> WHAT YOU WILL DO
Copy the passage below on Missolonghi word for word, keeping every sentence and paragraph break unchanged.

> SELECTED EXCERPT
Missolonghi is a town in southern Aetolia-Acarnania in western Continental Greece, located on a promontory jutting into a lagoon at the entrance of the namesake gulf. The town emerged as a fishing and trading settlement sometime in the 16th century. When the Greek War of Independence broke out in spring 1821, Missolonghi was the first place in western Greece to join the uprising, on 20 May 1822, led by the town elders, such as Athanasios Razikotsikas. With the aid of the klepht chieftain Dimitrios Makris, the nearby island of Anatoliko was also captured soon after.

Its location made it a vital bastion to the Greeks in the War of Independence: protected by a chain of small islands and its lagoon from the sea, and by a wall and the marshy terrain from the landward side, it was strategically located near the Peloponnese and the Ionian Islands. In November 1821, Alexandros Mavrokordatos established a regional government for the territories controlled by the revolutionaries in western Greece, the "Senate of Western Continental Greece".

> EXTRACTED INFORMATION
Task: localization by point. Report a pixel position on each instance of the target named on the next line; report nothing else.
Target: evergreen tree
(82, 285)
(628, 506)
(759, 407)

> OUTPUT BELOW
Missolonghi is a town in southern Aetolia-Acarnania in western Continental Greece, located on a promontory jutting into a lagoon at the entrance of the namesake gulf. The town emerged as a fishing and trading settlement sometime in the 16th century. When the Greek War of Independence broke out in spring 1821, Missolonghi was the first place in western Greece to join the uprising, on 20 May 1822, led by the town elders, such as Athanasios Razikotsikas. With the aid of the klepht chieftain Dimitrios Makris, the nearby island of Anatoliko was also captured soon after.

Its location made it a vital bastion to the Greeks in the War of Independence: protected by a chain of small islands and its lagoon from the sea, and by a wall and the marshy terrain from the landward side, it was strategically located near the Peloponnese and the Ionian Islands. In November 1821, Alexandros Mavrokordatos established a regional government for the territories controlled by the revolutionaries in western Greece, the "Senate of Western Continental Greece".